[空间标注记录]
'''

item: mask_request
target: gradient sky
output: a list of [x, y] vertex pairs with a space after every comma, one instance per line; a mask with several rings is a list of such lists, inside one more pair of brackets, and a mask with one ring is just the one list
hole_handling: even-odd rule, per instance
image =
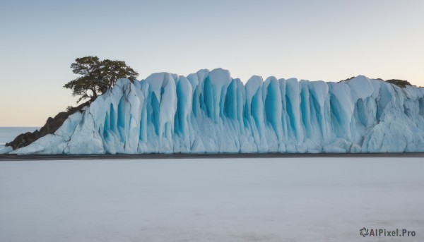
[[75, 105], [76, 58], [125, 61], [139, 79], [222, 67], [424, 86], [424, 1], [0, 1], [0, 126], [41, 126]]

'''

请将上方全部条目逐字输出，回答中不要包含图片。

item: mask_request
target: gradient sky
output: a list of [x, y] vertex pairs with a space after every comma, one instance per line; a mask with several rings is a list of such lists, inside one more pair of brackets, and a mask with one ring is just the one list
hole_handling: even-odd rule, per instance
image =
[[75, 105], [76, 58], [125, 61], [139, 79], [222, 67], [424, 86], [424, 1], [0, 1], [0, 126], [41, 126]]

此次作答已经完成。